WHAT YOU SHOULD DO:
An exact copy of the records is required, minus the pictures they hold.

Top of MATERIAL FOR THIS TASK

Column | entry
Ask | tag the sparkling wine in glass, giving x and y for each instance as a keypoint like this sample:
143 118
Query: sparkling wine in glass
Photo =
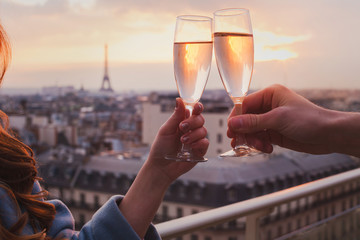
193 47
234 52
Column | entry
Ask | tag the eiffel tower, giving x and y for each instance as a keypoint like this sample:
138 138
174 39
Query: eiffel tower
106 86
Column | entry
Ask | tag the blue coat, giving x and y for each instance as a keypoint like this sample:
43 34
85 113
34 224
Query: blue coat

Bottom of MATERIAL FOR THIS TASK

EXERCISE RESPONSE:
Column | entry
Ask | tag the sparkling wine in glass, giving x and y for each instance as a keypoint like this sample:
143 118
Query: sparkling wine in glass
Photo =
193 47
234 52
Column | entry
Ask | tag the eiffel tower, giving x and y for each instance as a keypoint like this sample:
138 138
174 39
Query: eiffel tower
106 86
Column | entry
Ask | tag the blue coat, giving x and y for each instance as a keypoint like this sample:
43 34
85 113
34 224
Query: blue coat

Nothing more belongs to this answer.